┌────────

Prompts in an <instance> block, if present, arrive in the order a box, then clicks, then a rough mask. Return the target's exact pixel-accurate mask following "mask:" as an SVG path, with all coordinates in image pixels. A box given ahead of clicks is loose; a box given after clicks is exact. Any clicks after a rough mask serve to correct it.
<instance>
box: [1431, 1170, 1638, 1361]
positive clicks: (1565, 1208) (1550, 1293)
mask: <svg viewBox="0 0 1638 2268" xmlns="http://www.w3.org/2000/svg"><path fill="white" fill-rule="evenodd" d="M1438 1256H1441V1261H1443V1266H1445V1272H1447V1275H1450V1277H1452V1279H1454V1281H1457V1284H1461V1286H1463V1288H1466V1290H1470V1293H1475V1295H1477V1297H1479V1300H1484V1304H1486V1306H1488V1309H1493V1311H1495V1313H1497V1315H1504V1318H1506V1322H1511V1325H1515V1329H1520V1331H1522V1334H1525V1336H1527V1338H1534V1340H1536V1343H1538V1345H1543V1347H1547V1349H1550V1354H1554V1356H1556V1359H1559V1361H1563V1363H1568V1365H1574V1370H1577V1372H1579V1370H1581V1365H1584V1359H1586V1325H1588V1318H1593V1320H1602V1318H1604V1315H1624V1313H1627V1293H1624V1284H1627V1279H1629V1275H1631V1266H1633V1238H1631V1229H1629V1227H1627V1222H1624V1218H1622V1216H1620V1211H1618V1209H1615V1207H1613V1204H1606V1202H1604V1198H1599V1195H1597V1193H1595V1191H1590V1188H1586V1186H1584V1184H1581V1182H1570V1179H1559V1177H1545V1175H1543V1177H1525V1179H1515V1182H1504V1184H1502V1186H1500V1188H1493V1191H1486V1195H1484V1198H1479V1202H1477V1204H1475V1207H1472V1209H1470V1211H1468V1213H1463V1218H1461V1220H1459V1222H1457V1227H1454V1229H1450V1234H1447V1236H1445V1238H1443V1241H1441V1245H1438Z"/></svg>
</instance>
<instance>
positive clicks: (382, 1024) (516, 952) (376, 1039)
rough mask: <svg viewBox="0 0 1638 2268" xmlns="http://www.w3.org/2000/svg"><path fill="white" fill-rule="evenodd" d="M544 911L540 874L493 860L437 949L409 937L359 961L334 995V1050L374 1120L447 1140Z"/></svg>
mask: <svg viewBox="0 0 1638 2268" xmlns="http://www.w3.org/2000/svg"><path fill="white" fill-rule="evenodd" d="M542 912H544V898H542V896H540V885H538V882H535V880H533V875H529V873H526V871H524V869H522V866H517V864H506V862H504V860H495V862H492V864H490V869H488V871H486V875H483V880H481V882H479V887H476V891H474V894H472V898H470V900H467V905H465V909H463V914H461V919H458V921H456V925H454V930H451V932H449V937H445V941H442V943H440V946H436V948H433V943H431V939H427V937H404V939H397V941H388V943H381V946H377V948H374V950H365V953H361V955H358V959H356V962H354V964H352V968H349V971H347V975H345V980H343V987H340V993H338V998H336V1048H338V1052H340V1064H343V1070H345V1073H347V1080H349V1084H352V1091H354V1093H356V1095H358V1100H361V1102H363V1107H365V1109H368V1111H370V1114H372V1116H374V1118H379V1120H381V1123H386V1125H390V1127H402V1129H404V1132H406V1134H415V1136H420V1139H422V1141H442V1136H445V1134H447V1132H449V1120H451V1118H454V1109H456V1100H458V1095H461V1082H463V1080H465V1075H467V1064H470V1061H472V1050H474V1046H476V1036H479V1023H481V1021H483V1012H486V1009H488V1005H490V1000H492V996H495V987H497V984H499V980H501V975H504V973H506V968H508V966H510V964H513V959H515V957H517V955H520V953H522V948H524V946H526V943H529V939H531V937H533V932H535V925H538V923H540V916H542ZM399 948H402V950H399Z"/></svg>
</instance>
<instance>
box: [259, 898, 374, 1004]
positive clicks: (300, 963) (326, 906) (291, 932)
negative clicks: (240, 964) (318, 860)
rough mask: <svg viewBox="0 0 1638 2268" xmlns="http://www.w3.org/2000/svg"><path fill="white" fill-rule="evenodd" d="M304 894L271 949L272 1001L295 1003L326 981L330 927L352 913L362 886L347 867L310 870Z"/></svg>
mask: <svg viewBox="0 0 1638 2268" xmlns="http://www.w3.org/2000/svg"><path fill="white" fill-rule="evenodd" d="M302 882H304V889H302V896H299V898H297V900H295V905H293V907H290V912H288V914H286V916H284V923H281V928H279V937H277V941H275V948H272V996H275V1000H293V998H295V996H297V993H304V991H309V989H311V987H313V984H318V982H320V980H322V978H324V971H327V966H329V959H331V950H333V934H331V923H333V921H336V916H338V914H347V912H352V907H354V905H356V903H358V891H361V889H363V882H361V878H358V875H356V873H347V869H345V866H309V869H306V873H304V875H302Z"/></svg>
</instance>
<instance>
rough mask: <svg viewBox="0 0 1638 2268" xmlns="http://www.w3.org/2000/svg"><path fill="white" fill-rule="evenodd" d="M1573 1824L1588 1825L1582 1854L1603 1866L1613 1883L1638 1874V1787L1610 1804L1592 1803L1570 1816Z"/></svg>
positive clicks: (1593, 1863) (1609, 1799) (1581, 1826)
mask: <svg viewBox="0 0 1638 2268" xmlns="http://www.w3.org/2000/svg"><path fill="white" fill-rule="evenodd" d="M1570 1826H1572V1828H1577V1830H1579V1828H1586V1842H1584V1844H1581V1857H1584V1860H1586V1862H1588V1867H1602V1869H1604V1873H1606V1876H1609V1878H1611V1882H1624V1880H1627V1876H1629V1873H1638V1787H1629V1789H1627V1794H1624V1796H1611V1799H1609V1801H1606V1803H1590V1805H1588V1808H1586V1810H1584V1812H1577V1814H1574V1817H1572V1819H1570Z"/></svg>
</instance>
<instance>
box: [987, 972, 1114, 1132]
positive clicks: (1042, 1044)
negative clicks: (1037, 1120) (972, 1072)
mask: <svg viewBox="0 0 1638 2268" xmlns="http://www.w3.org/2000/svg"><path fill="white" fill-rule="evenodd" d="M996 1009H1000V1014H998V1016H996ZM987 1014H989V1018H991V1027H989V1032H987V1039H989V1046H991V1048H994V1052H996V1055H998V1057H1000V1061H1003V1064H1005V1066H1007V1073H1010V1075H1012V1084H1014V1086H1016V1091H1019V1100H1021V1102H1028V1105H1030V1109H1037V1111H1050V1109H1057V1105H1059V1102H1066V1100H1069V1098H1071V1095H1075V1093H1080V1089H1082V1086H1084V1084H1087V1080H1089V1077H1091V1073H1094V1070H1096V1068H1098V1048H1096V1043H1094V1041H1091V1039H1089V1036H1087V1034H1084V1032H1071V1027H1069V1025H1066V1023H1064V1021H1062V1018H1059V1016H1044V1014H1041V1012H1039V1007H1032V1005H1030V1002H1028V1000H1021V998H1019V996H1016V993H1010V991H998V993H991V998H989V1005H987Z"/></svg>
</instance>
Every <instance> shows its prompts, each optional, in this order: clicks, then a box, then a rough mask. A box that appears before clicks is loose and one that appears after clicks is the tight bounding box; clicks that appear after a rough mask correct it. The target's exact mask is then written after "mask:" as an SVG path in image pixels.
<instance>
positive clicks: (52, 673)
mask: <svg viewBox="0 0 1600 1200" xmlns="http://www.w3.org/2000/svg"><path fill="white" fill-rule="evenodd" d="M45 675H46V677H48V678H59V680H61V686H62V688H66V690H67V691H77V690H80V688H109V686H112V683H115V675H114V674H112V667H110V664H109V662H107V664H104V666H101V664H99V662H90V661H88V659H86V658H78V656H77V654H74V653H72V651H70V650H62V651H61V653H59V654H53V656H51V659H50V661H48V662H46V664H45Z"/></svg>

└────────

Work item:
Only the lines from the start of the material through the line containing "positive clicks: (382, 1024)" belong in the answer, each copied exactly.

Solution to this task:
Prompts in an <instance> block, if present, arrive in the order a box, then clicks, then a rough mask. Return the target's exact pixel-accurate mask following "mask:" as an SVG path, with all coordinates in image pixels. A box given ahead of clicks is loose; a box given after clicks is exact. Any clicks after a rough mask serve to correct it.
<instance>
box: [1431, 1170, 1638, 1361]
positive clicks: (1565, 1208) (1550, 1293)
mask: <svg viewBox="0 0 1638 2268" xmlns="http://www.w3.org/2000/svg"><path fill="white" fill-rule="evenodd" d="M1438 1256H1441V1261H1443V1266H1445V1272H1447V1275H1450V1277H1452V1279H1454V1281H1457V1284H1461V1286H1463V1288H1466V1290H1470V1293H1475V1295H1477V1297H1479V1300H1484V1304H1486V1306H1488V1309H1493V1311H1495V1313H1497V1315H1504V1318H1506V1322H1511V1325H1515V1329H1520V1331H1522V1334H1525V1336H1527V1338H1534V1340H1536V1343H1538V1345H1543V1347H1547V1349H1550V1354H1554V1356H1556V1359H1559V1361H1563V1363H1568V1365H1574V1370H1577V1372H1579V1370H1581V1365H1584V1359H1586V1325H1588V1318H1593V1320H1602V1318H1604V1315H1624V1313H1627V1293H1624V1284H1627V1279H1629V1275H1631V1266H1633V1238H1631V1229H1629V1227H1627V1222H1624V1218H1622V1216H1620V1211H1618V1209H1615V1207H1613V1204H1606V1202H1604V1198H1599V1195H1597V1193H1595V1191H1590V1188H1586V1186H1584V1184H1581V1182H1570V1179H1559V1177H1545V1175H1543V1177H1525V1179H1515V1182H1504V1184H1502V1186H1500V1188H1493V1191H1486V1195H1484V1198H1479V1202H1477V1204H1475V1207H1472V1209H1470V1211H1468V1213H1463V1218H1461V1220H1459V1222H1457V1227H1454V1229H1450V1234H1447V1236H1445V1238H1443V1241H1441V1245H1438Z"/></svg>
</instance>
<instance>
positive clicks: (382, 1024) (516, 952) (376, 1039)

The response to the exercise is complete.